Start TEXT PASSAGE

10. Local limited Ringing
The CPU 34 can be programmed to ring in a preselected manner although the calling party will hear a continuous ringing. In the local limited ringing mode, after a predetermined number of rings the relay 32 is energized to disconnect the local station 12 from the lines 22. At that point, the ringing signal on the lines 22 is no longer connected to the local station thereby discontinuing the ringing. If the local station 12 goes off hook, the off hook condition is detected by the local current detector 62 which causes the CPU 34 to deenergize the relay 32 thereby connecting the local station 12 to the lines 22. The CPU 34 may also be programmed to not allow the local station 12 to ring at all during certain periods. During the periods the CPU 34 energizes the relay 32 to disconnect the local station 12 from the trunk lines 22.
11. Control System Disable
The control system 10 may be effectively disabled by entering a predetermined, two digit code from the key pad of the local station 12. The CPU 34 then deenergizes the relay 32 permanently until an appropriate code is dialed so that the local station 12 is connected to the lines 22. The relay 32, of course, also connects the local station 12 to the telephone lines 22 in the event that power is lost since the lines 20 and 22 are connected to each other when the relay 32 is in the deenergized condition.
The control system also operates in a number of external modes in which the control system 10 is accessed through external stations through the lines 22. In the external operating modes, the response of the control system 10 to incoming calls depends upon the mode in which the control system is programmed. If no external modes have been programmed, the control system 10 operates in the control system disable mode in which the lines 22 are connected directly to the local station 12 The external operating modes are as follows:
1. Simulated Call Forwarding
The control system 10 utilizes the three-way calling capability of the telephone service central office in a new and different manner to perform a simulated call forwarding. In the simulated call forwarding mode, an outside call to the local station 12 is automatically routed to an external station. The ringing of the incoming call is detected by the ring detector 33 thereby causing the CPU 34 to energize the off hook relay 36 to answer the incoming call. The CPU 34 then momentarily deenergizes the off hook relay 36 to flash the central office thereby placing the incoming call on temporary hold. The CPU 34 then dials the call forwarding number either through the dial pulse generator 50 or the dual tone multifrequency generator 52. The CPU 34 then once again momentarily deenergizes the off hook relay 36 to release the held incoming call thereby connecting the incoming call to the call forwarded station. Completion of the call is detected by the line current detector 30 which causes the CPU 34 to deenergize the off hook relay 36.

End TEXT PASSAGE
Start RECORDS SHOWN

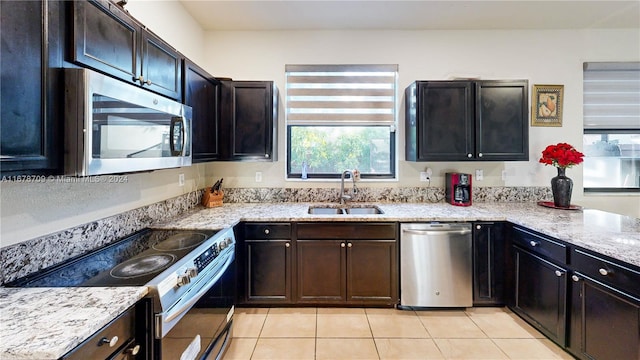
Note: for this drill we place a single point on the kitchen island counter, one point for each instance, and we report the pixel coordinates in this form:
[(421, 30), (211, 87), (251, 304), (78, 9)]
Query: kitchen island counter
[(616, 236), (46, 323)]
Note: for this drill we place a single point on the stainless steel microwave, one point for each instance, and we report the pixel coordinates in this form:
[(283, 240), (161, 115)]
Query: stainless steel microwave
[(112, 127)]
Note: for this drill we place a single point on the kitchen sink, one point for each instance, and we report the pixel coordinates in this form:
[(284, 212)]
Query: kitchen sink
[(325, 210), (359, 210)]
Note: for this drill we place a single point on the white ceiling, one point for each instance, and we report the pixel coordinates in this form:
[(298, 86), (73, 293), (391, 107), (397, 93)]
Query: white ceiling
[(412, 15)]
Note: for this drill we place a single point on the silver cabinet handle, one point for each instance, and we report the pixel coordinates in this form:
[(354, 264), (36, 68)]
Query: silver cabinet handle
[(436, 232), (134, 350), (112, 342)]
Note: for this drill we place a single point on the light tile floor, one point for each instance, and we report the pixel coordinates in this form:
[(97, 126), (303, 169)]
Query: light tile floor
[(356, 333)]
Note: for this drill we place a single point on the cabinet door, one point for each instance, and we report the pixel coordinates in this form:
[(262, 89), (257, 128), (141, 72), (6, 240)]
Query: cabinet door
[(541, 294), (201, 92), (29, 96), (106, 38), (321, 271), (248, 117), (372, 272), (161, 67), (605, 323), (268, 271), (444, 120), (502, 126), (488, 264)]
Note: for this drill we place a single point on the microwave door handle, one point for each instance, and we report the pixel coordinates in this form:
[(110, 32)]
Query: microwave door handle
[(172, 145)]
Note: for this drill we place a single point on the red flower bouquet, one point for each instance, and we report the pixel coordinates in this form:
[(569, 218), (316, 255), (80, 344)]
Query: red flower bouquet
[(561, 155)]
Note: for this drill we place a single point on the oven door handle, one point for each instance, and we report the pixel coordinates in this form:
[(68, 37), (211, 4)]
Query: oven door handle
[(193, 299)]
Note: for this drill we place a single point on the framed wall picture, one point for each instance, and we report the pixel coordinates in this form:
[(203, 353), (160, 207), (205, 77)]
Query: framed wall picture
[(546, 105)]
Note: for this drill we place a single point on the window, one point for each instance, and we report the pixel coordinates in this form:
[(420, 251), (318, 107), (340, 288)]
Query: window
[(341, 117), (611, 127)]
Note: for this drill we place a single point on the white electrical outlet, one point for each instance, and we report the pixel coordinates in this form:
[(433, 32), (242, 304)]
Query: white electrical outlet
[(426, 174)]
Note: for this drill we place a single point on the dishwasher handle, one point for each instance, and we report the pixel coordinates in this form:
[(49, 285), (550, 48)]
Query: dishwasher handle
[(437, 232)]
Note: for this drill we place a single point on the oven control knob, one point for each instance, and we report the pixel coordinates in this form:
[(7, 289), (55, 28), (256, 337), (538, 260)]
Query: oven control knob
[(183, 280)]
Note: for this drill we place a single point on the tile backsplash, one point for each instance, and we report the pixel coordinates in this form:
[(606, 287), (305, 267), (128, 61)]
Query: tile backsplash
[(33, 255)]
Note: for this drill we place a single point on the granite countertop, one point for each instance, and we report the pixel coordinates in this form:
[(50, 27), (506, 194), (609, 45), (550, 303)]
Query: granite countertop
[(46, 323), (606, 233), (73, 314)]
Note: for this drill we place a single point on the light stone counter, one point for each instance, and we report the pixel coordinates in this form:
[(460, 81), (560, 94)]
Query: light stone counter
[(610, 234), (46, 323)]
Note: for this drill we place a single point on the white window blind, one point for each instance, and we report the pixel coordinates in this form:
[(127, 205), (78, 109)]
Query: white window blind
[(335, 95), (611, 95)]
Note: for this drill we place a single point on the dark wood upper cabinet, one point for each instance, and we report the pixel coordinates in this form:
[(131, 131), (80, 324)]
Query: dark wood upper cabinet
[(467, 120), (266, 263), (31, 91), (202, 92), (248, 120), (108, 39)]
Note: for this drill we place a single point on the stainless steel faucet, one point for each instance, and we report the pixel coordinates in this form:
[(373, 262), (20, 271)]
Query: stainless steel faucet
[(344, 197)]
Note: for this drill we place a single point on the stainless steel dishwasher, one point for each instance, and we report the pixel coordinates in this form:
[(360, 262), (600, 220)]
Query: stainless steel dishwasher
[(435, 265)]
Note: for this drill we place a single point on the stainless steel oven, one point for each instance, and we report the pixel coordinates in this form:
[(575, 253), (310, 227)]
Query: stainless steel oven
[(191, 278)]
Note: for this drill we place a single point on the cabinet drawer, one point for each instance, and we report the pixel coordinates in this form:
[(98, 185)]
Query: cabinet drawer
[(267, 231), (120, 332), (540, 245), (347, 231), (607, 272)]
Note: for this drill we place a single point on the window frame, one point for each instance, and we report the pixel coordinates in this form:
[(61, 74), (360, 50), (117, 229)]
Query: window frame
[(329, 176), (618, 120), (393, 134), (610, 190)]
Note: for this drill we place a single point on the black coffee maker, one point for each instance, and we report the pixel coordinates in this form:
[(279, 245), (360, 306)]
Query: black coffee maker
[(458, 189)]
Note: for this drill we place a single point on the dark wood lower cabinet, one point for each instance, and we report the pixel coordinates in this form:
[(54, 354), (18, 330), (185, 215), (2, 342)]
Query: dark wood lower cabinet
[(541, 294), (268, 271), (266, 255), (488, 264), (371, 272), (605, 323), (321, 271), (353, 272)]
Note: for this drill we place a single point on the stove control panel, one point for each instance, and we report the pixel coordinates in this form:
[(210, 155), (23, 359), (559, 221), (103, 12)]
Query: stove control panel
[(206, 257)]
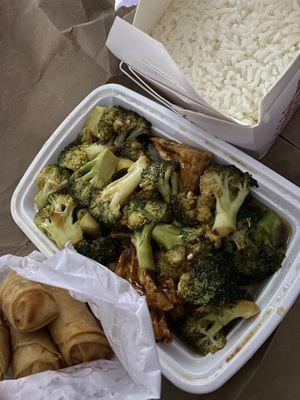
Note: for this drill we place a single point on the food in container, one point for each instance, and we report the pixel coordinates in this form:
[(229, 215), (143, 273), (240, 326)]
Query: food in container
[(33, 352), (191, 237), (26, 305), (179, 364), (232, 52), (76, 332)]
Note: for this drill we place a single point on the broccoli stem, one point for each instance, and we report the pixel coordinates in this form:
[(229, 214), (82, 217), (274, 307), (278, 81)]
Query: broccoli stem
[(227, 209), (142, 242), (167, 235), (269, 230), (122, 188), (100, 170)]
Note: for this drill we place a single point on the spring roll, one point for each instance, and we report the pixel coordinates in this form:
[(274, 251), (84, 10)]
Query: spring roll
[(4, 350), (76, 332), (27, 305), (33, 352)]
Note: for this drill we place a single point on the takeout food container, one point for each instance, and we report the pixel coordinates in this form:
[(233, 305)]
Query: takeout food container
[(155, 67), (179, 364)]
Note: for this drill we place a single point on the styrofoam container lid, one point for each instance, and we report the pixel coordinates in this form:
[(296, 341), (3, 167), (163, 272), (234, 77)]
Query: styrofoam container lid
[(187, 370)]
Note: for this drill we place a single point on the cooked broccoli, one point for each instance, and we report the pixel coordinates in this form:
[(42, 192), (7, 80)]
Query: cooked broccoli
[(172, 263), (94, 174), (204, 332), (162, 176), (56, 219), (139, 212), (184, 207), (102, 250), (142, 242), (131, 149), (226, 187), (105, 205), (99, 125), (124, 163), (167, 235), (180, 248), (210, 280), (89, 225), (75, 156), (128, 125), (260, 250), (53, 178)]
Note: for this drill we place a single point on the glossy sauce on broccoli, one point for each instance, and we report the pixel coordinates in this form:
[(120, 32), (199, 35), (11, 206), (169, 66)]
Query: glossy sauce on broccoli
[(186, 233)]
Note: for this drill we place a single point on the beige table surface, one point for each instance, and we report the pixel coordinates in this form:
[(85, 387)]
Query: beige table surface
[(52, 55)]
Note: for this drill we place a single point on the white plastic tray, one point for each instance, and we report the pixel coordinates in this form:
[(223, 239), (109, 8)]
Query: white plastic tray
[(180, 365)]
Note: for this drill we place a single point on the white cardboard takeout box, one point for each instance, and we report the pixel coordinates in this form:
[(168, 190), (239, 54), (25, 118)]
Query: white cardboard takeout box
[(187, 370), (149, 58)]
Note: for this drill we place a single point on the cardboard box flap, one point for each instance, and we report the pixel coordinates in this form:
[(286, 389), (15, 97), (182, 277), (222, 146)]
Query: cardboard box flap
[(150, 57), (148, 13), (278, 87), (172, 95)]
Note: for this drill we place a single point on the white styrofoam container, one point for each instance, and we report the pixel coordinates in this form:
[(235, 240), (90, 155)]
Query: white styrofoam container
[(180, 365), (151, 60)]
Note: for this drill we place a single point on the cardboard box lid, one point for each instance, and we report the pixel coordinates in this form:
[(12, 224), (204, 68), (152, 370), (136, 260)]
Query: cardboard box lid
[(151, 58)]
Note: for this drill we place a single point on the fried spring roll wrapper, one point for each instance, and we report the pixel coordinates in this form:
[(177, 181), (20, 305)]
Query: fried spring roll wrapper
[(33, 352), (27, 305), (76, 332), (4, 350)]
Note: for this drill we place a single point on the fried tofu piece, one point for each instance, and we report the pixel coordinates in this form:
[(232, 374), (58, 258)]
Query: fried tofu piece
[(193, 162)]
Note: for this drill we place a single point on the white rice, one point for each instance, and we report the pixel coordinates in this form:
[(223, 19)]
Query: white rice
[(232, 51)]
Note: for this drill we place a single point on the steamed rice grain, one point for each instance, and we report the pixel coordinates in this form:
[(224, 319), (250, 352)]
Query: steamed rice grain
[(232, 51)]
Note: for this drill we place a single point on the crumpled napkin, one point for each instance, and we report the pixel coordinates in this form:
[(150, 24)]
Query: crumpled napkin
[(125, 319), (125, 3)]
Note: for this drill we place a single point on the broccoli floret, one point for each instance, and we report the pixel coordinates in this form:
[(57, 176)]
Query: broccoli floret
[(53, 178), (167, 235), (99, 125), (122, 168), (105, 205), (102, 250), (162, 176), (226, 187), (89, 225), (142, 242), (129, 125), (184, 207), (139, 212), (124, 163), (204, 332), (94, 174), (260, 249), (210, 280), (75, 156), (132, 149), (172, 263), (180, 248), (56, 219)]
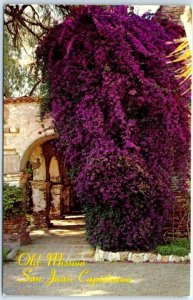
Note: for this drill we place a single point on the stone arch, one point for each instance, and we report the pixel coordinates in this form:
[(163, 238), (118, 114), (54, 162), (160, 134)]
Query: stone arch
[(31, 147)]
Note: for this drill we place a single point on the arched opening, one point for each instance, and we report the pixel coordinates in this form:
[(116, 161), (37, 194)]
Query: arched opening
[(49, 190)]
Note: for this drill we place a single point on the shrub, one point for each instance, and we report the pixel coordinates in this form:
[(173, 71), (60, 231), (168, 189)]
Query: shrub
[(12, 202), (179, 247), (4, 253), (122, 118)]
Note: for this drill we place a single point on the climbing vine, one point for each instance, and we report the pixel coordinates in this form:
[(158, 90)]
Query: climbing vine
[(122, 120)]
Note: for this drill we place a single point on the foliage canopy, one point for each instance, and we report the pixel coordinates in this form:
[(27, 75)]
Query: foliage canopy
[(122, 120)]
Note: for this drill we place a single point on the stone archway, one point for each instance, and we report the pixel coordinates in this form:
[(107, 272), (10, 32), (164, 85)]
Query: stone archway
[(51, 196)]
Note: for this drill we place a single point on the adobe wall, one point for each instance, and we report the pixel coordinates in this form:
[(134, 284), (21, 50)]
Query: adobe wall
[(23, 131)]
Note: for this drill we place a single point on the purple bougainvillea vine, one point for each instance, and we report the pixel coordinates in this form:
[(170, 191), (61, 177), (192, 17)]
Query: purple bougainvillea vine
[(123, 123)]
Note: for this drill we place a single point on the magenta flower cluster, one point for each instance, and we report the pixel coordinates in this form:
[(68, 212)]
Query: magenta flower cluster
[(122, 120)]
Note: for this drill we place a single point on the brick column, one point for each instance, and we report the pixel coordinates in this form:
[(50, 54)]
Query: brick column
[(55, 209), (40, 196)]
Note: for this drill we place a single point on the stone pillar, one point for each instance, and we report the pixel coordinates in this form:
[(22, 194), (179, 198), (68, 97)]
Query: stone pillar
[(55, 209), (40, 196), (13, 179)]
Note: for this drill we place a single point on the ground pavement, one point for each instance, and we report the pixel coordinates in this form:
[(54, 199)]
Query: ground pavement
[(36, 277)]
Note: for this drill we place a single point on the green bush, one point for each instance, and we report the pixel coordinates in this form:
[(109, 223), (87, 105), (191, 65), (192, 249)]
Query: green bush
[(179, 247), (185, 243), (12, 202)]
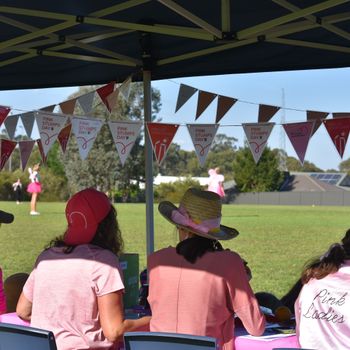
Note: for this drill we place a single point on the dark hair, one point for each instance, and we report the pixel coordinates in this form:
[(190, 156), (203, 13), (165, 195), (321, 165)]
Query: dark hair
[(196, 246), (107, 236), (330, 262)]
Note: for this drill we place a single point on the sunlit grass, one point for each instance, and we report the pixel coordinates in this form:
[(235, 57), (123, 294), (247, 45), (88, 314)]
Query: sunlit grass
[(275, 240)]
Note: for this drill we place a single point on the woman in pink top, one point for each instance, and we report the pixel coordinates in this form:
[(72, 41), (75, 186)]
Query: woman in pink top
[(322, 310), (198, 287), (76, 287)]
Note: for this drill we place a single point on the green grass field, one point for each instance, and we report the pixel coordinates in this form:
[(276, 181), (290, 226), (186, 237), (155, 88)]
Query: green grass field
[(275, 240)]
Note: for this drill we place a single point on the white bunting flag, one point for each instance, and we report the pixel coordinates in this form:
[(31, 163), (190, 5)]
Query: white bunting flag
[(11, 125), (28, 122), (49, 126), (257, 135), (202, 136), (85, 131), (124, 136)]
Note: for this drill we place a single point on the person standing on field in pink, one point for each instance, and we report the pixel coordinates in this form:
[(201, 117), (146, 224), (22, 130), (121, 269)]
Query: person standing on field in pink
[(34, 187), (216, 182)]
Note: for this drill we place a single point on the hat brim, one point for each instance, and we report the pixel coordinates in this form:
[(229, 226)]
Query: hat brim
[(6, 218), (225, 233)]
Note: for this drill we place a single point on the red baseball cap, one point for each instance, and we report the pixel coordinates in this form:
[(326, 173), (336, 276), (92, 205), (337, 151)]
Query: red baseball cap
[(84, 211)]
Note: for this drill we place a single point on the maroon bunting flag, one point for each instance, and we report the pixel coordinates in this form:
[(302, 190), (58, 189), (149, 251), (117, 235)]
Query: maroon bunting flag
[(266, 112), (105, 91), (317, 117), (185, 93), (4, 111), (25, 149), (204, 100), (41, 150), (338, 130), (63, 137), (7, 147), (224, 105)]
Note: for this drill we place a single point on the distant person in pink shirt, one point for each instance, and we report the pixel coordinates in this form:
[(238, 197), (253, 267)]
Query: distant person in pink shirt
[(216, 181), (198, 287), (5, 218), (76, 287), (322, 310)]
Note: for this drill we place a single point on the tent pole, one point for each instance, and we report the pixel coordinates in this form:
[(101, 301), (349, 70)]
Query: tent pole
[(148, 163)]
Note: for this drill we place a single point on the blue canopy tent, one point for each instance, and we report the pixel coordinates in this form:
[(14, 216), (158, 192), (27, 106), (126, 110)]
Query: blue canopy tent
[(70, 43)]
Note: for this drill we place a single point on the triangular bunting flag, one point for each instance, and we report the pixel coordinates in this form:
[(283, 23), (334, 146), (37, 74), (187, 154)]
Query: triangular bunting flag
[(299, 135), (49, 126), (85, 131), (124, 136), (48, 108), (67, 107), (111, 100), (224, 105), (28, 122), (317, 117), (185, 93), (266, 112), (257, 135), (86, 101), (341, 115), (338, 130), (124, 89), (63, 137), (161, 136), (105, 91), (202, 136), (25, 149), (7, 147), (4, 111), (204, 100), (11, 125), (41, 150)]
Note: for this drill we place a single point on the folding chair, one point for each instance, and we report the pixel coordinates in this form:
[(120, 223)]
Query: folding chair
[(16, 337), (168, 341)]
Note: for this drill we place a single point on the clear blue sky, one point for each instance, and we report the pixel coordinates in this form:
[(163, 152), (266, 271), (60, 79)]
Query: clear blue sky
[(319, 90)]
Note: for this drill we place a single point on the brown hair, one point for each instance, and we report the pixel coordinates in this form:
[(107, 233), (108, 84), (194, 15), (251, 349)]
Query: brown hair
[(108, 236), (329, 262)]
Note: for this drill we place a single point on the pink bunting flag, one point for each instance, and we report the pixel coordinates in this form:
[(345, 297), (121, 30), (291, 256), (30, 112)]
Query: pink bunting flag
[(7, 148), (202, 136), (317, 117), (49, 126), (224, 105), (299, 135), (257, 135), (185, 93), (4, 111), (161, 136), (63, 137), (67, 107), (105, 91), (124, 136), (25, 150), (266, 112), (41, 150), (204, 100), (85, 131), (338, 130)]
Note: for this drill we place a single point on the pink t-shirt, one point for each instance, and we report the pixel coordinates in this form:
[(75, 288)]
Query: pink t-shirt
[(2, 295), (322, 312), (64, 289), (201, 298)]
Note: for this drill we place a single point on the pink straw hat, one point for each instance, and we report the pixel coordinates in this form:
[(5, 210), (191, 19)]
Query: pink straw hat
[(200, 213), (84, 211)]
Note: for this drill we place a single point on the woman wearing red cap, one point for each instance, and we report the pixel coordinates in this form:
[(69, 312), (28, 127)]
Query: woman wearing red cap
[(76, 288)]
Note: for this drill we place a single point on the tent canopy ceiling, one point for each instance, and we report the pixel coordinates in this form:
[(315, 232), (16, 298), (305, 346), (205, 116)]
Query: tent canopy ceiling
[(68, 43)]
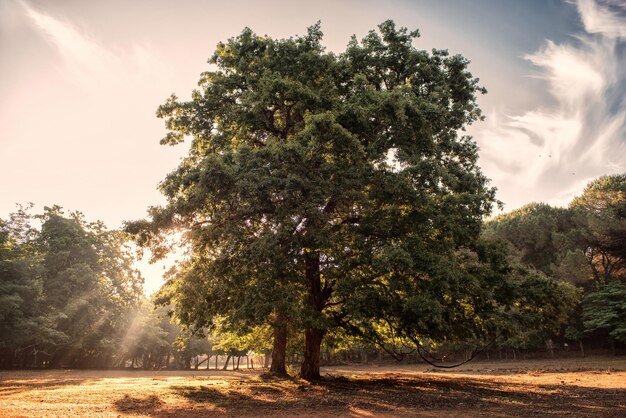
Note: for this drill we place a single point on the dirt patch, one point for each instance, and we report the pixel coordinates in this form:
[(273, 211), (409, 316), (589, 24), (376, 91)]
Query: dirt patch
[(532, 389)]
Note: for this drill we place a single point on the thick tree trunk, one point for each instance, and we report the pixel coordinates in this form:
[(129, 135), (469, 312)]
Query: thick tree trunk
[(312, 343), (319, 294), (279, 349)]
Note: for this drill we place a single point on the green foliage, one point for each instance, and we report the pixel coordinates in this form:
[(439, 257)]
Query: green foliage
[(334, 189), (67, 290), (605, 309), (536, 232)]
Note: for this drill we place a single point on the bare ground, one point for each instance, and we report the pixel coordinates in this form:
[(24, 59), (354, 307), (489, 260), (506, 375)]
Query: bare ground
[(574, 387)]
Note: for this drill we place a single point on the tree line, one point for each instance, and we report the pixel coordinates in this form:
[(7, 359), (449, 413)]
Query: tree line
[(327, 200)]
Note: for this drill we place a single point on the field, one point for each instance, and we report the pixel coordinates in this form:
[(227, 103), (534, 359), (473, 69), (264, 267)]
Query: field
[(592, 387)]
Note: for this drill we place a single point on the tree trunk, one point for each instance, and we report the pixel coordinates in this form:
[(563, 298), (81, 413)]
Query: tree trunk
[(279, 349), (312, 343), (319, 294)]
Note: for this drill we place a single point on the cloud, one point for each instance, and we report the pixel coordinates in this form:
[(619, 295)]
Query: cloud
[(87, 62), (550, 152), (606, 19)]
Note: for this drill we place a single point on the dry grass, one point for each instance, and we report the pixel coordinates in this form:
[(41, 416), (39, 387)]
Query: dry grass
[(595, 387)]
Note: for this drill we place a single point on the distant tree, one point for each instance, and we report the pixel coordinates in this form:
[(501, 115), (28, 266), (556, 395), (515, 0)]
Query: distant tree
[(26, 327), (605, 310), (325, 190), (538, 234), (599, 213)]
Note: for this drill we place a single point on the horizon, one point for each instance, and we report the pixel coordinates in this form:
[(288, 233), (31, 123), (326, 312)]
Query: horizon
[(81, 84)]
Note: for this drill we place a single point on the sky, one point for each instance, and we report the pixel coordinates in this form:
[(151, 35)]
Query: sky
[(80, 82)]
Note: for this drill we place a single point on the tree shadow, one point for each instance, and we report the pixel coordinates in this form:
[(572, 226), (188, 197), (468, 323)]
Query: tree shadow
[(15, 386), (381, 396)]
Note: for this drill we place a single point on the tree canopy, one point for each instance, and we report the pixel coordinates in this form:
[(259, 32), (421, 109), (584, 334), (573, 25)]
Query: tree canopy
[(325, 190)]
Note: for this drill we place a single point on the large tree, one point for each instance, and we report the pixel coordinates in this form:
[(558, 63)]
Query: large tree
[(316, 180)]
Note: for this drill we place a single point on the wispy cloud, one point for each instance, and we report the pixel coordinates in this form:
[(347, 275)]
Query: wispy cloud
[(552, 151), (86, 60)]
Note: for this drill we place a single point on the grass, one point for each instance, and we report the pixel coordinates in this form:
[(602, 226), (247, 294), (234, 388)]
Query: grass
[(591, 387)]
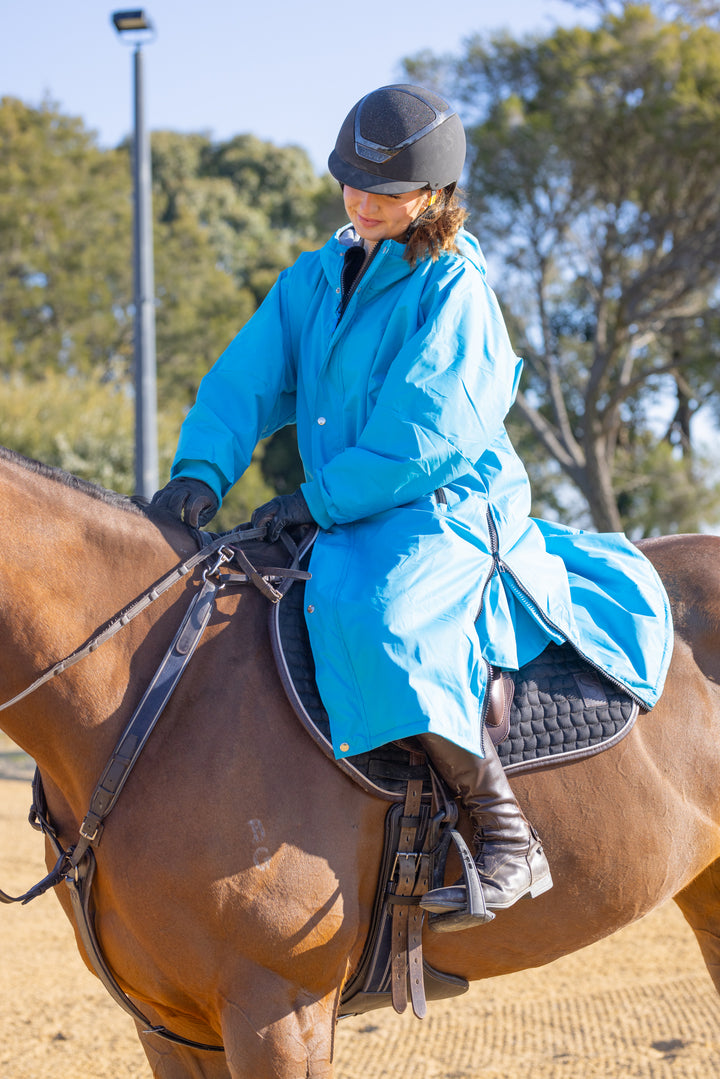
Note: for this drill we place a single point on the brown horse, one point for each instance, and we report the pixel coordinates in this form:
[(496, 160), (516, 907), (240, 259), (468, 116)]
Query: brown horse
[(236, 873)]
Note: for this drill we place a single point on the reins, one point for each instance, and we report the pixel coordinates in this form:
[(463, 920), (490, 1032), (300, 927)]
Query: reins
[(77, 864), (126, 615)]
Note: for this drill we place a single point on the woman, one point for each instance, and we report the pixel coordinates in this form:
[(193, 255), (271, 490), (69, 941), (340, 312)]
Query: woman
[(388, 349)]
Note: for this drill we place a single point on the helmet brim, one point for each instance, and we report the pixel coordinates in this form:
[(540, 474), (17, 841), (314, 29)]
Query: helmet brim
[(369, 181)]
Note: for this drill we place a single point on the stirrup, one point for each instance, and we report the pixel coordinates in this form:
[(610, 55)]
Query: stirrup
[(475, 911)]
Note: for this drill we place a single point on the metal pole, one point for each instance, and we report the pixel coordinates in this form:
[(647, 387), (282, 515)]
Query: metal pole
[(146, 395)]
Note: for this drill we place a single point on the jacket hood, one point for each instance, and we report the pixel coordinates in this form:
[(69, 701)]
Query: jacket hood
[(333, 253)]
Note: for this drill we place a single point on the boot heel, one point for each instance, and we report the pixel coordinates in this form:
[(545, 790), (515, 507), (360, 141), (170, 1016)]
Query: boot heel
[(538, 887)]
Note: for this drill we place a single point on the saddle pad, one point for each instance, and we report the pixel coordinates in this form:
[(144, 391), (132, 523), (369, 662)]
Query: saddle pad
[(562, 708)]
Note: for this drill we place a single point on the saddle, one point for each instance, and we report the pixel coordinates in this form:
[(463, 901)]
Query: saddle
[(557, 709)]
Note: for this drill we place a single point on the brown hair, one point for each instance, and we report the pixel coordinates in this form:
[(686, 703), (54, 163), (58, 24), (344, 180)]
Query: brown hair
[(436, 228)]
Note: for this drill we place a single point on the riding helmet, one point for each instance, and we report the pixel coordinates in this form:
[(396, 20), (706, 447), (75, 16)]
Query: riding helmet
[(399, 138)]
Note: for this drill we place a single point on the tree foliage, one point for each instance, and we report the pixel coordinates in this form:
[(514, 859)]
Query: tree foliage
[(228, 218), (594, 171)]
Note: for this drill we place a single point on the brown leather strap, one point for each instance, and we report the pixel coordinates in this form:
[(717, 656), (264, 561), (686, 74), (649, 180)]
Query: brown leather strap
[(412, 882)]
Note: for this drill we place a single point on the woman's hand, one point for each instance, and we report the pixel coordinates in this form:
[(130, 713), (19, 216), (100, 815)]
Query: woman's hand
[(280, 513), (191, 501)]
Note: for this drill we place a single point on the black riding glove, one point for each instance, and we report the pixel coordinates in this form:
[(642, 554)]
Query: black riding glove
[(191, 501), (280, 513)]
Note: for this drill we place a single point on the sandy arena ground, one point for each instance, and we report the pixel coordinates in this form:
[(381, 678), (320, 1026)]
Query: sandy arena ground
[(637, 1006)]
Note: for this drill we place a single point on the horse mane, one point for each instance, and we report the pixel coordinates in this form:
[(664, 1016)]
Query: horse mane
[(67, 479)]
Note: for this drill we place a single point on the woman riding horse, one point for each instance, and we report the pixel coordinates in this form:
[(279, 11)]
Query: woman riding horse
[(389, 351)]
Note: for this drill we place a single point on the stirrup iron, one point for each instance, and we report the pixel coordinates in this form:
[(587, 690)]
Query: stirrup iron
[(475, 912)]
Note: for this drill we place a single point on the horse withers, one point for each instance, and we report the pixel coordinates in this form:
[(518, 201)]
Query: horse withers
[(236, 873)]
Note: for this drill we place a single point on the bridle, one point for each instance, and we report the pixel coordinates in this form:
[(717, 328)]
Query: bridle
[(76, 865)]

End RECORDS SHOWN

◆ **WHAT THIS EXERCISE ASKS**:
**A.** Copy the telephone control text from "10. Local limited" through "trunk lines 22.", inclusive, and swap "relay 32" for "switch 32".
**B.** In the simulated call forwarding mode, which part of the telephone control text's system detects the ringing of an incoming call?

◆ **EXPECTED OUTPUTS**:
**A.**
10. Local limited Ringing
The CPU 34 can be programmed to ring in a preselected manner although the calling party will hear a continuous ringing. In the local limited ringing mode, after a predetermined number of rings the switch 32 is energized to disconnect the local station 12 from the lines 22. At that point, the ringing signal on the lines 22 is no longer connected to the local station thereby discontinuing the ringing. If the local station 12 goes off hook, the off hook condition is detected by the local current detector 62 which causes the CPU 34 to deenergize the switch 32 thereby connecting the local station 12 to the lines 22. The CPU 34 may also be programmed to not allow the local station 12 to ring at all during certain periods. During the periods the CPU 34 energizes the switch 32 to disconnect the local station 12 from the trunk lines 22.

**B.** The ring detector 33.